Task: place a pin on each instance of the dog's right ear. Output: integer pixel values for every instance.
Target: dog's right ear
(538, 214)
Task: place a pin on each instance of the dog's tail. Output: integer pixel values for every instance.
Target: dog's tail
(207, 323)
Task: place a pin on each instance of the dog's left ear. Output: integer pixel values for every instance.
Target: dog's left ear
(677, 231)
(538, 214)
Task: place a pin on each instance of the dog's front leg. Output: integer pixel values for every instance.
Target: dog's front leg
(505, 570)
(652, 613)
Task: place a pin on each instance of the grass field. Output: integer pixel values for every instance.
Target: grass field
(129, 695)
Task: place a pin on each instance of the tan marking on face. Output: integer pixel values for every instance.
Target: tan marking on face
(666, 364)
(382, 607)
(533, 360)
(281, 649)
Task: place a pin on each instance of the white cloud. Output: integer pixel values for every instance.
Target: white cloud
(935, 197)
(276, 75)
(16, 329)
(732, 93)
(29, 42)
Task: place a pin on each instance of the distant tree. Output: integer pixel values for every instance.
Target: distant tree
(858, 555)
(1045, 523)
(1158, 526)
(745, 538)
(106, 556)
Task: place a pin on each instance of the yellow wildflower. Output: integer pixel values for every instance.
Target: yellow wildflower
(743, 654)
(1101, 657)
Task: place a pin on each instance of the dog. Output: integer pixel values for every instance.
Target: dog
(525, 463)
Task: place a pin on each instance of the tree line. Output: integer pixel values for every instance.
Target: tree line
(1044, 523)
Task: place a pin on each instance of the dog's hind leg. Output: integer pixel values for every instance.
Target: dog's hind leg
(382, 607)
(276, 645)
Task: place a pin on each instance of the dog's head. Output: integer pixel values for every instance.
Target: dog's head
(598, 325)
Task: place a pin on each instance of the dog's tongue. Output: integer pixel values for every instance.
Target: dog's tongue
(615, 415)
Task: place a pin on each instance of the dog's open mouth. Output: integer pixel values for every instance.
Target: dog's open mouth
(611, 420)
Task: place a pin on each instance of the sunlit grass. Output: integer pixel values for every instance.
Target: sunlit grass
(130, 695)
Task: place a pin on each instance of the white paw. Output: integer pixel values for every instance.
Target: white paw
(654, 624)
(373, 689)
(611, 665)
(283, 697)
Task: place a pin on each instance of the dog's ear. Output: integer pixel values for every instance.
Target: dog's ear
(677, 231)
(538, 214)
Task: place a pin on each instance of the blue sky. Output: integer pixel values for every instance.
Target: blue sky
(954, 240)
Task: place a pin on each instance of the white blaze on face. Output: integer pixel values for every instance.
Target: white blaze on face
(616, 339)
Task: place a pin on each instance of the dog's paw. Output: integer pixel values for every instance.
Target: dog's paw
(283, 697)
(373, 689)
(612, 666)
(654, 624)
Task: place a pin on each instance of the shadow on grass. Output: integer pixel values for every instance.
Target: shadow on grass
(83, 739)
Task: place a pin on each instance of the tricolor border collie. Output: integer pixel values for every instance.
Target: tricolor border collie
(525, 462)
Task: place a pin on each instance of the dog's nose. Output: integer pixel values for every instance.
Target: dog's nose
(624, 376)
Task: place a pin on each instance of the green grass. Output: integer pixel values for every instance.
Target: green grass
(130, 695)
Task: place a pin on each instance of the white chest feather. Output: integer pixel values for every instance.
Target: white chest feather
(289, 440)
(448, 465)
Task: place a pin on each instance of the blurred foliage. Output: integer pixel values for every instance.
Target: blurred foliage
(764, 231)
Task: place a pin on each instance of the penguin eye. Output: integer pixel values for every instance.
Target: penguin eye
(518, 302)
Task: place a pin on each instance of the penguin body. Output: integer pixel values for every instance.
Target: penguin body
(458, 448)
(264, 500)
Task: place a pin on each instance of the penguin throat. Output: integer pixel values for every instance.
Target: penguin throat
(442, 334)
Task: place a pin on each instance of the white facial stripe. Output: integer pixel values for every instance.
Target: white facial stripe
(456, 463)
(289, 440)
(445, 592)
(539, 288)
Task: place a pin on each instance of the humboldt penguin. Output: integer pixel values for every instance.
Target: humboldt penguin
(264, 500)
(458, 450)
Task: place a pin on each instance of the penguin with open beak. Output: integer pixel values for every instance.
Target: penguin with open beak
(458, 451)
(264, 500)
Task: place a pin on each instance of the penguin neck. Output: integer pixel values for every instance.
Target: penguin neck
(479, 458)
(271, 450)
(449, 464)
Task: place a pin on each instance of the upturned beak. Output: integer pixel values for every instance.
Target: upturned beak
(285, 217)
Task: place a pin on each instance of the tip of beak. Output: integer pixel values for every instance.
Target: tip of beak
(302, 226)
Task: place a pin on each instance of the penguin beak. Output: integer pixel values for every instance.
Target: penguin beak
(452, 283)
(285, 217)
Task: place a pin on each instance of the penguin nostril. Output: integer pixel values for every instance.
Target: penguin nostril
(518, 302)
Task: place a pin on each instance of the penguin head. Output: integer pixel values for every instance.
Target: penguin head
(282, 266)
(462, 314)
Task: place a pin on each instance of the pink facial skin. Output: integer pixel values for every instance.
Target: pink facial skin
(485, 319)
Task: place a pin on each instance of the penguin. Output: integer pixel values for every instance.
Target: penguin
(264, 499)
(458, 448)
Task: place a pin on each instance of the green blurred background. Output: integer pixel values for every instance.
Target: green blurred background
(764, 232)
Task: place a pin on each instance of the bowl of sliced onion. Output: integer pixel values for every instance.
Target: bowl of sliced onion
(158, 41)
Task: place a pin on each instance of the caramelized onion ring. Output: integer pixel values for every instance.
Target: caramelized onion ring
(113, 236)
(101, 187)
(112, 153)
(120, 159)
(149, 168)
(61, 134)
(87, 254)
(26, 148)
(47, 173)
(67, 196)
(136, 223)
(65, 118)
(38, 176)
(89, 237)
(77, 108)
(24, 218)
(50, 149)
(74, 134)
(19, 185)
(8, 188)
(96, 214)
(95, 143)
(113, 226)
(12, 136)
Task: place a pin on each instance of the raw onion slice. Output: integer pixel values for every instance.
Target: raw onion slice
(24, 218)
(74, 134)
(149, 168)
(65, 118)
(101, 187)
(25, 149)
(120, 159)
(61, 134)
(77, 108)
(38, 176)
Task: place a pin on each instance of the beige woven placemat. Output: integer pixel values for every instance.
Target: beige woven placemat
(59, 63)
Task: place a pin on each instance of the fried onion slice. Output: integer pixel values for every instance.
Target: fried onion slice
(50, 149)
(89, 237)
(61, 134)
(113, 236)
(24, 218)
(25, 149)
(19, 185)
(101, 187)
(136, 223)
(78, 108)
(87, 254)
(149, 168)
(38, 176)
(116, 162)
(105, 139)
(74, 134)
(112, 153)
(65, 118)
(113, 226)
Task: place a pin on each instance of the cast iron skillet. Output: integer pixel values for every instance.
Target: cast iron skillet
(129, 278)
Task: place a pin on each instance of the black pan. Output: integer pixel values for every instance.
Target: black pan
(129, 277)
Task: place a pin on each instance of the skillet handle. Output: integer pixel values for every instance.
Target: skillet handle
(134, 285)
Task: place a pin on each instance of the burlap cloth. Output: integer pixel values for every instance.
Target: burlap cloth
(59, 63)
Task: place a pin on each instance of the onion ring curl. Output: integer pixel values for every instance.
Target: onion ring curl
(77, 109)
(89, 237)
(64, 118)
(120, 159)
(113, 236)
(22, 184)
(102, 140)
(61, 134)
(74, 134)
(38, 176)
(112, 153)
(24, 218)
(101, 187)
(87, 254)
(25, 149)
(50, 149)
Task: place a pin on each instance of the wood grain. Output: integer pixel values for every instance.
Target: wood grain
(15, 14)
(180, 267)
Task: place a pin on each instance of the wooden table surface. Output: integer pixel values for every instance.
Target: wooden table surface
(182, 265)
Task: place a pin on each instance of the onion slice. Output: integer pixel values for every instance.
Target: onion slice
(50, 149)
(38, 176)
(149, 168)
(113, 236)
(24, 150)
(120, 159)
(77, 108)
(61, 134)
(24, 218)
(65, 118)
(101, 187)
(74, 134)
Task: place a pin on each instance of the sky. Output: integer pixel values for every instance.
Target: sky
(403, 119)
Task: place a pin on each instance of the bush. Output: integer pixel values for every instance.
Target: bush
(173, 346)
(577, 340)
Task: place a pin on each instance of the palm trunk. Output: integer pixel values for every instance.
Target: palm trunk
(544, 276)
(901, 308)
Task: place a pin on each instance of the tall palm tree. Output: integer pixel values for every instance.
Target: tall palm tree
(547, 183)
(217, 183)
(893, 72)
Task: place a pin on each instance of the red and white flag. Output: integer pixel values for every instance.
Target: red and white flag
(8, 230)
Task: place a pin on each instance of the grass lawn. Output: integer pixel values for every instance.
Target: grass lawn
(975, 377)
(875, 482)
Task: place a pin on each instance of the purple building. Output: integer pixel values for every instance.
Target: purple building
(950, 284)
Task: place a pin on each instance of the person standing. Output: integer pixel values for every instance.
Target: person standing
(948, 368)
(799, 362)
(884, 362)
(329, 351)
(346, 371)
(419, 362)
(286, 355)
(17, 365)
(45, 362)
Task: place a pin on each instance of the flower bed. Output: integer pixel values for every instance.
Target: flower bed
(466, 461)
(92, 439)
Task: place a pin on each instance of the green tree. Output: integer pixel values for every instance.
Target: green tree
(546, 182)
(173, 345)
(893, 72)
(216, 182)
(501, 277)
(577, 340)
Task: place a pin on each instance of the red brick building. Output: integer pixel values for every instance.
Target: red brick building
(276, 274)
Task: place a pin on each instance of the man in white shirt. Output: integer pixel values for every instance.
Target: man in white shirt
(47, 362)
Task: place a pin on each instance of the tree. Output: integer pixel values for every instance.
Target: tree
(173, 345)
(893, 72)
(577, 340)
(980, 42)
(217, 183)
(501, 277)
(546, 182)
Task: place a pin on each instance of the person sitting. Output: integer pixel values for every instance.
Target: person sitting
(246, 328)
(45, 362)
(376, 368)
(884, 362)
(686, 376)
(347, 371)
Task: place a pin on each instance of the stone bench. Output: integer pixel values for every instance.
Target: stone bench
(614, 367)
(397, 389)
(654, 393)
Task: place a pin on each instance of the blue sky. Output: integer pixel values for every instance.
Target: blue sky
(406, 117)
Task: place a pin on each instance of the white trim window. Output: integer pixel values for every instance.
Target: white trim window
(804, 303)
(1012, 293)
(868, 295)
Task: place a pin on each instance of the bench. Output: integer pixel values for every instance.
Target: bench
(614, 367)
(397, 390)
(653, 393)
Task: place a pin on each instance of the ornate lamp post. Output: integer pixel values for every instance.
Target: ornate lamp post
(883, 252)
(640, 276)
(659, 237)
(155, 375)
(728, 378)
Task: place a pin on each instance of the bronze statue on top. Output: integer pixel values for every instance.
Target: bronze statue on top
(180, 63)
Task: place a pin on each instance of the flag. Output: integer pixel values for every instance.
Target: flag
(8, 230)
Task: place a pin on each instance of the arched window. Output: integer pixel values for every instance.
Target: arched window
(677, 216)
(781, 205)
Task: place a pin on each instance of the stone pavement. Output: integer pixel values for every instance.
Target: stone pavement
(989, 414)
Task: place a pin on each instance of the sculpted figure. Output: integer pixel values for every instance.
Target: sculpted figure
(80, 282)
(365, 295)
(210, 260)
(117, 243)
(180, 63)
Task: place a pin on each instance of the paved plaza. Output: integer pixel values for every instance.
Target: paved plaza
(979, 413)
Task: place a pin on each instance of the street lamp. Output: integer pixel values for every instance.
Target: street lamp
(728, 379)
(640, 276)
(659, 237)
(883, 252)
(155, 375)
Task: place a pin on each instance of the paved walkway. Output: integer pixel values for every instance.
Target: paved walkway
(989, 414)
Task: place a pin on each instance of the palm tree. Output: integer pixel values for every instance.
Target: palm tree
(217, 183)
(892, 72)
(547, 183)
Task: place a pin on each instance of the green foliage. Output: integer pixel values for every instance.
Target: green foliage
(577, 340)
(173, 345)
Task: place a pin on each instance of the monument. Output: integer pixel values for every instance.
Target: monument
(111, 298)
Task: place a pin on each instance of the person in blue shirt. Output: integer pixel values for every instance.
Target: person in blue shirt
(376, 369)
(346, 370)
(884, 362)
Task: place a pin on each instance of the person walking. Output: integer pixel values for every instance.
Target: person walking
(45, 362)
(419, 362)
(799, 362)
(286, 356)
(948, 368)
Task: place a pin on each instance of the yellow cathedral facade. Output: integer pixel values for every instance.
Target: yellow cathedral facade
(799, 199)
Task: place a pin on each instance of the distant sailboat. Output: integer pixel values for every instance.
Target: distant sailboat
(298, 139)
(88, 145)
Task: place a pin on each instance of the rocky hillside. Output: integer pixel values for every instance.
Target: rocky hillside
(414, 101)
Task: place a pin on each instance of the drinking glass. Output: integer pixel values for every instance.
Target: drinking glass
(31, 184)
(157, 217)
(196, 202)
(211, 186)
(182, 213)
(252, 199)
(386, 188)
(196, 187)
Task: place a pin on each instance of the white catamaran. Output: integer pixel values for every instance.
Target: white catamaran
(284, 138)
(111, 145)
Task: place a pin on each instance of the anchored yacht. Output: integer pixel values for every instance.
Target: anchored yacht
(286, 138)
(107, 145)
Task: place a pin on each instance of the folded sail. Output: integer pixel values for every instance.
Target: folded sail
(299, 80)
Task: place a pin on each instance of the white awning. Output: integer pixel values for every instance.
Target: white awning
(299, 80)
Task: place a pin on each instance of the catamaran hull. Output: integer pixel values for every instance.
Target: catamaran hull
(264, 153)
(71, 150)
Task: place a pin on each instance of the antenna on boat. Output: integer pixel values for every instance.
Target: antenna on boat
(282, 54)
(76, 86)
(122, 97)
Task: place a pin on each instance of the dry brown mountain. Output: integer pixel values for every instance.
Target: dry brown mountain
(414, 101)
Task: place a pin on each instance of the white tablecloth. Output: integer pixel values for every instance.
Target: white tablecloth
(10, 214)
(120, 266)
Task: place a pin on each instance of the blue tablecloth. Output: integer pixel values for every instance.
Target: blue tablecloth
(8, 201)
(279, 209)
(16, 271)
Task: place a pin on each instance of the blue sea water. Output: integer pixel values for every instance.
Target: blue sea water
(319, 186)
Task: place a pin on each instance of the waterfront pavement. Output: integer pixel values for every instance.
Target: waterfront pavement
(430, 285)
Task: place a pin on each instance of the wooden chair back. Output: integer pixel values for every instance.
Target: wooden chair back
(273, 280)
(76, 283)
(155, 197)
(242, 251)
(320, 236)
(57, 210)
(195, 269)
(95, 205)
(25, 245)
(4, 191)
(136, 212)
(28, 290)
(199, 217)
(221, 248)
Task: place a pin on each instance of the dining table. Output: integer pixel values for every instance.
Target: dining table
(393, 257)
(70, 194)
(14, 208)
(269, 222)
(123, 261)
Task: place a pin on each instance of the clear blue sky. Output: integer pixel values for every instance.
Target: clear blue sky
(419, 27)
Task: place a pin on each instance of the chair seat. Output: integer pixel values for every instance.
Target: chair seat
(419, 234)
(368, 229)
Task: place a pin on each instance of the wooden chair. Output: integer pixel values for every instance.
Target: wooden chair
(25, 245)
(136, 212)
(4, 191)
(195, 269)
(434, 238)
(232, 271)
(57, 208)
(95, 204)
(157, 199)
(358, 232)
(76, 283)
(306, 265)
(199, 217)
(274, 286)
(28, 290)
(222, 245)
____________________
(YOUR OBJECTIVE): For the listing above, print only the lines starting at the line containing "Target: green grass" and ending at the line containing "Task: place a pin on each instance of the white facial", exactly, both included.

(ANSWER TO THIS EXERCISE):
Target: green grass
(130, 695)
Task: place a pin on each instance of the white chest feather. Output: integer pixel values for every instance.
Target: white chest feather
(289, 440)
(448, 465)
Task: place a pin on each instance of the blurred foliage. Output: integer pixel values for every instance.
Target: blurred foliage
(764, 231)
Task: place a pin on each instance of the penguin eye. Output: integer pixel values for every instance.
Target: penguin eye
(518, 302)
Task: place a pin on each instance of the penguin body. Output: integer pixel values for every instance.
Target: penguin body
(458, 448)
(264, 500)
Task: place a pin on each instance of the penguin throat. Output: integer pixel values for every instance.
Target: penguin throat
(442, 334)
Task: place a pin on each instance of the white facial stripe. Output: integer pixel values for every instance.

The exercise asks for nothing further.